In your copy, reproduce the entries exactly as they are, minus the images.

Object position labeling entries:
§

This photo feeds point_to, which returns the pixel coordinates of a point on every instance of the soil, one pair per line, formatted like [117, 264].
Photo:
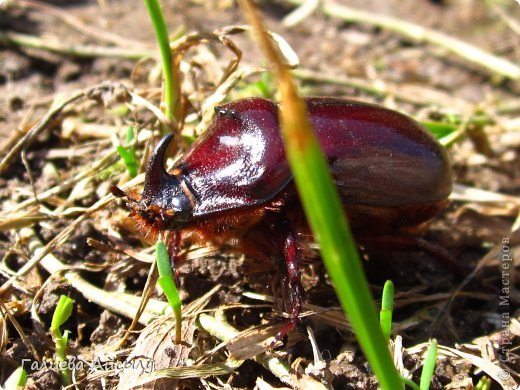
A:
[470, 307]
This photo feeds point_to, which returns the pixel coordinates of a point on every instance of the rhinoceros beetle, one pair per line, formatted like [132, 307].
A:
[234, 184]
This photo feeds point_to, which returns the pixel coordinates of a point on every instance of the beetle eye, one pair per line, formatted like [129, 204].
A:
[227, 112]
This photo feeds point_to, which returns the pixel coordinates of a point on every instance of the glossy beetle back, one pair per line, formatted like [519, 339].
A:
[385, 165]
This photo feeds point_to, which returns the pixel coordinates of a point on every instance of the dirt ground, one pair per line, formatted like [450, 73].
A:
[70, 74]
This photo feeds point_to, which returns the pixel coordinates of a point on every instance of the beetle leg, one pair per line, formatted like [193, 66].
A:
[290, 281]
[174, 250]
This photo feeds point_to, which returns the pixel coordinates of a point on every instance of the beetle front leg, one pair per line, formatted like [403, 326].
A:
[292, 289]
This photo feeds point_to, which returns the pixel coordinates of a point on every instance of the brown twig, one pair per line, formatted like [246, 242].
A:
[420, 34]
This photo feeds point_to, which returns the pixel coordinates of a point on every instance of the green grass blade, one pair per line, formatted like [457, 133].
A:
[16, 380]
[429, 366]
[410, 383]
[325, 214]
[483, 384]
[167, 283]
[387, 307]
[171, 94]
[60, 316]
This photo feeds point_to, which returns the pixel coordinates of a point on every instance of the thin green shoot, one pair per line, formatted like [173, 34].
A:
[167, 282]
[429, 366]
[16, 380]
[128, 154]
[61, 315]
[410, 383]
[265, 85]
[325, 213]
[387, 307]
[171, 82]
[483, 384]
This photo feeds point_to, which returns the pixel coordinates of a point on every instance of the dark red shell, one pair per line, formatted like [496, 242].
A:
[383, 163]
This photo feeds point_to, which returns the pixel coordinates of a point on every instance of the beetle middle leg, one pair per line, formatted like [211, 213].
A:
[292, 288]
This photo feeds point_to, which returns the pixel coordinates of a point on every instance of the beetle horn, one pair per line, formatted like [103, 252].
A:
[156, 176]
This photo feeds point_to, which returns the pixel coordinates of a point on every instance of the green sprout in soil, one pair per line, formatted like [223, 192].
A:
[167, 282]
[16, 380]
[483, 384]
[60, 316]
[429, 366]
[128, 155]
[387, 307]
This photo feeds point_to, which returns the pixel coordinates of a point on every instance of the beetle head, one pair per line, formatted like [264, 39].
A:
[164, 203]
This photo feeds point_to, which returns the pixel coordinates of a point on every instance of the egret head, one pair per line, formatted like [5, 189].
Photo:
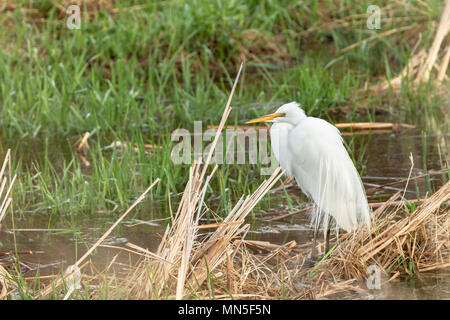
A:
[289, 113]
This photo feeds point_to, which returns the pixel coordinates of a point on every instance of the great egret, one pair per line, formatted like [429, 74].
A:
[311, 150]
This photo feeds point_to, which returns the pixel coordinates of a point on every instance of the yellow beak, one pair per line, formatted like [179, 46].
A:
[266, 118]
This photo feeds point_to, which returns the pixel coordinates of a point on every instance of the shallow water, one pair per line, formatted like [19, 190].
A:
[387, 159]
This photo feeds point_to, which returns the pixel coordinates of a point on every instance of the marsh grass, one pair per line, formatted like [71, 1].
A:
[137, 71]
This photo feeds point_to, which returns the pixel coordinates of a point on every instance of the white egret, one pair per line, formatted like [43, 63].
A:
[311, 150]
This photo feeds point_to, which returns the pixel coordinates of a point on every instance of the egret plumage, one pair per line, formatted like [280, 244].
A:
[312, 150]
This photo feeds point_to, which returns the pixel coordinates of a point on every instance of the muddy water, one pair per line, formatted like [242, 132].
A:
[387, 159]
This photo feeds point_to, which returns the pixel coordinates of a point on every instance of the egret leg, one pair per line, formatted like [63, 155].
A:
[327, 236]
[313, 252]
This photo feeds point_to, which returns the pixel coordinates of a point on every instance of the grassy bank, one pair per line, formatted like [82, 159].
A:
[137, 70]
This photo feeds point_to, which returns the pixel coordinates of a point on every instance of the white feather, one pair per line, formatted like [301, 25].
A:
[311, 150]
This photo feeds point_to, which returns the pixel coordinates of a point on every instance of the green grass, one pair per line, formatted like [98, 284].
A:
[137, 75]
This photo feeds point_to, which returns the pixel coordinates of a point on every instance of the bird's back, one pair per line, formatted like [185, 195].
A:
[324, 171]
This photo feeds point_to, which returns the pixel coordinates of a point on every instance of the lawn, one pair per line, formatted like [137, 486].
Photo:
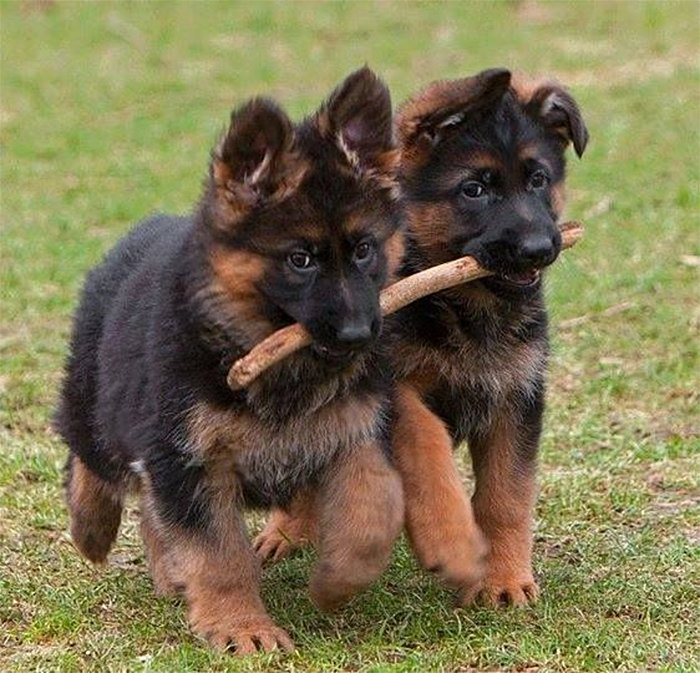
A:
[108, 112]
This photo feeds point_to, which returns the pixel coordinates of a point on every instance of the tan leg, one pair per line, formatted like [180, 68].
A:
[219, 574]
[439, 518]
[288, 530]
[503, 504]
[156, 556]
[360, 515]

§

TASK RESPONSE:
This photo feeds point_to, which returns the pixel coordinates of a point on every instance of the soil, one pair per line, formatted like [117, 264].
Photo:
A:
[470, 307]
This photo feeds point_to, which returns the pixel coordinates of a point on every instance of the rhinoceros beetle, one pair per line, formatted like [132, 307].
A:
[234, 184]
This photo feeds point_to, which returns the pixel coordinates of a point on every instance of the beetle eye, one pair per line, formatted like [129, 204].
A:
[227, 112]
This photo feeds point_to, which returns the pixel coordinates of a point on every instance of the glossy beetle back, one pair per line, formatted like [519, 339].
A:
[385, 165]
This photo feeds point_to, which returns the pixel coordinates of a point on every instance of the dirt ground, one pair per line, formatted like [450, 73].
A:
[70, 74]
This photo feeds point_to, which returns the pixel coordinates of a point on every instance of the beetle leg, one pair per line, formatted like [193, 66].
A:
[290, 281]
[174, 250]
This photo feeds point_to, which returns the pixel coordinates of a point on every instance of the beetle front leg, one pair per line, formatted like [403, 326].
A:
[292, 289]
This photo feeds point_to, which returns the pixel coordinates of a point on every instance of the brown twig, one pair per line, formatted like [246, 242].
A:
[420, 34]
This photo feeds point_to, which returns the pixel coordinates of a point on every instance of the green grass blade, one pair per line, formatted like [457, 133].
A:
[16, 380]
[429, 366]
[410, 383]
[325, 214]
[483, 384]
[167, 283]
[387, 307]
[171, 94]
[60, 316]
This photo feeds point_to, which returns the pixel coordinates of a point on every instance of the thin green shoot, one pair per line, formatted like [173, 34].
A:
[167, 282]
[429, 366]
[16, 380]
[128, 154]
[61, 315]
[410, 383]
[265, 85]
[325, 213]
[387, 307]
[171, 82]
[483, 384]
This photo feeds point_to, which returns the pixel coordinates of a point on every instance of the dark red shell, one pair per line, formatted like [496, 242].
A:
[383, 163]
This photo feeds point_to, which returns the pixel coordinates of a point on every instance of the beetle middle leg, one pair per line, formatted like [211, 213].
A:
[292, 288]
This photo feeds point_to, which returns the pixel coordinates of a point on every instance of the beetle horn, one pair per line, formatted like [103, 252].
A:
[156, 176]
This photo feeds point_to, which returns the pixel coordinates of a point on every instance of the green sprout in soil, one pair per line, formatted like [223, 192].
A:
[167, 282]
[16, 380]
[483, 384]
[60, 316]
[429, 366]
[128, 155]
[387, 307]
This photo feeds point_to, which returns the pixel coordinates of a point on every instance of the beetle head, one pair per line, formatted like [264, 39].
A:
[164, 203]
This photo feeds point_to, which returns the pixel coordinates of a point on every instance of the egret head, one pair per line, formatted like [5, 189].
Photo:
A:
[289, 113]
This photo feeds point_to, which returns the pixel coordinates of a point on every instance of the great egret, one pair per line, formatted like [429, 74].
A:
[311, 150]
This photo feeds point_to, which returns the pixel coordinates of a point on every instance of the yellow beak, one pair per line, formatted like [179, 46].
A:
[266, 118]
This photo feeds point_to, which returns the pixel coordinates of a point on every instance of the shallow water, one pair per line, formatted like [19, 190].
A:
[387, 159]
This photo feeds point_to, which returns the pixel coordinates of a point on every instance of the marsh grass, one pair per line, formatted like [71, 1].
A:
[137, 71]
This photo feeds point_to, which returns the pixel coordinates of a point on every instance of the white egret, one pair per line, formatted like [43, 63].
A:
[311, 150]
This photo feeds point_to, which returns the pixel coordinates of a point on every instance of the egret plumage, one pair per line, formatted like [280, 244].
A:
[312, 150]
This photo feeds point_to, which returns the pixel coordinates of a point on every instance of the muddy water, one pair per line, formatted like [242, 132].
A:
[387, 159]
This photo feeds point_to, which returns the pixel coordinates of a point on every instance of the egret leg, one pair per line, formatted like [63, 155].
A:
[327, 236]
[313, 252]
This photo feeds point_to, which returns the pixel coordinates of a point on every instance of the grassy bank, one pair per line, formatted like [82, 159].
A:
[137, 70]
This photo feeds point_to, which returns the pixel coordinates of a point on every instance of the white feather, one pair per line, formatted like [301, 25].
A:
[311, 150]
This photo feeds point_to, which returns the pixel coordinates of a point on every instance of the green grass, one pair per line, formatted like [98, 284].
A:
[137, 75]
This photo feeds point_to, which returns the pixel coordinates of a point on every instance of the bird's back, one pair per line, formatted like [185, 195].
A:
[324, 171]
This photo feeds point_to, which returns the pixel coordinates of a point on every instance of the lawn, one pair per line, formatted like [137, 486].
Photo:
A:
[108, 112]
This photo feeds point_to, which returns the pixel coordinates of a point on every instance of the tan leg, one pair per line, formatted like [180, 68].
A:
[219, 574]
[439, 518]
[288, 530]
[503, 504]
[156, 556]
[360, 515]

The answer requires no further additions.